Given exercise ▸ Which lines of the material below contain the string "grass" with case taken into account? Filter the material down to those lines and copy each one.

Source records
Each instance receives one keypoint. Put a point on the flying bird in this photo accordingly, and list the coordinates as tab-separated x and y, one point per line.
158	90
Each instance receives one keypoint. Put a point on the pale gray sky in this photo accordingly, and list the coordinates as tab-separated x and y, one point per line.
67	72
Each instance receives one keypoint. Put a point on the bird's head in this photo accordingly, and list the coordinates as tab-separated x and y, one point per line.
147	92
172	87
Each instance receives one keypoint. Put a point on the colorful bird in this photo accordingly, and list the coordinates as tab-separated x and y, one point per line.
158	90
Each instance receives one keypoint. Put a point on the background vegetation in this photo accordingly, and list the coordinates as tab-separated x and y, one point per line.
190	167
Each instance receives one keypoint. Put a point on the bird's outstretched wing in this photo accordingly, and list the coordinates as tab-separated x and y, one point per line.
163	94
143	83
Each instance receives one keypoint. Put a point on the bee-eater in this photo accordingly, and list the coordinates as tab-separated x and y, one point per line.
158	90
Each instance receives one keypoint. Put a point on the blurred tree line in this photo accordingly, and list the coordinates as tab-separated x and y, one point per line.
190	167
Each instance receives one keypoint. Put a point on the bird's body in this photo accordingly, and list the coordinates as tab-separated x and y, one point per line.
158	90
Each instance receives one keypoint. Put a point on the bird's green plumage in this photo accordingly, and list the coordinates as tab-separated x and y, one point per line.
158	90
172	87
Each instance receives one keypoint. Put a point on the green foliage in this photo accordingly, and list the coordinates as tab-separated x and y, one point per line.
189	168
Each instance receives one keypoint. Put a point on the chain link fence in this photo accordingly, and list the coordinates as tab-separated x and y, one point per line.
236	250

---

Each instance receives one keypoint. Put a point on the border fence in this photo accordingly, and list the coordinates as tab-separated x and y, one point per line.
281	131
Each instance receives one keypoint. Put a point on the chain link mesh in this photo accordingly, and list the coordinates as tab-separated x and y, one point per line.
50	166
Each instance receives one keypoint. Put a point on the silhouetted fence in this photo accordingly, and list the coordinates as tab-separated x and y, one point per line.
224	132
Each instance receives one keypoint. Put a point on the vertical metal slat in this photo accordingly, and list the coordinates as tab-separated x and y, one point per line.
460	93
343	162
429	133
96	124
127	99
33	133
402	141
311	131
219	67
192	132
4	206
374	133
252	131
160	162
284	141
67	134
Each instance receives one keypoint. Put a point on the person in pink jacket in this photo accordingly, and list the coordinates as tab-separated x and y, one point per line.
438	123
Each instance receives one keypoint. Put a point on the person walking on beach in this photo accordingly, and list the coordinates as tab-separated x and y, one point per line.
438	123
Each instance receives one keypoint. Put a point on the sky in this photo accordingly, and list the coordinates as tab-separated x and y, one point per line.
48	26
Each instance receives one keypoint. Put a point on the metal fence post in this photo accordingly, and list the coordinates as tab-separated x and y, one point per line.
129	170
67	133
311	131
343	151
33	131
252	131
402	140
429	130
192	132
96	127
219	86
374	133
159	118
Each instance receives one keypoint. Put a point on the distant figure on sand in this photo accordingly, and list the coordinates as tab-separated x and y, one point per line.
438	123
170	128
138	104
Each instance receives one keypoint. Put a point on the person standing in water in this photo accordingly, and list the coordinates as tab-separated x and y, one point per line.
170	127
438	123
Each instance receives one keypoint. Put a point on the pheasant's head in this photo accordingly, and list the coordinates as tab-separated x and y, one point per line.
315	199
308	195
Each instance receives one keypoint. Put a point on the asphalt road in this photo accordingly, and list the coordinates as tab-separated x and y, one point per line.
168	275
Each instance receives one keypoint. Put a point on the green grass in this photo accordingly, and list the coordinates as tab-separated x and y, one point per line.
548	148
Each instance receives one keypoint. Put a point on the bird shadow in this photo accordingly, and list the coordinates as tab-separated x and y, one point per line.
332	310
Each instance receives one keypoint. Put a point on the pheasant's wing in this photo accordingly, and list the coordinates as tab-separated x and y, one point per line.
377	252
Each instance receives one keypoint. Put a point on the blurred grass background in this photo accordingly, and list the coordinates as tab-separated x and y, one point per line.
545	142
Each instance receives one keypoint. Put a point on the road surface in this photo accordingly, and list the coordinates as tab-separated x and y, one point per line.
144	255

Task solution ▸
Each instance receives one keypoint. Put a point on the green grass in this photo accordingly, and list the coordinates as tab-separated x and y, one point per line.
Each instance receives one keypoint. Put a point on the blurred grass background in this photo accordingly, and list the coordinates as tab-separated x and y, one point per line.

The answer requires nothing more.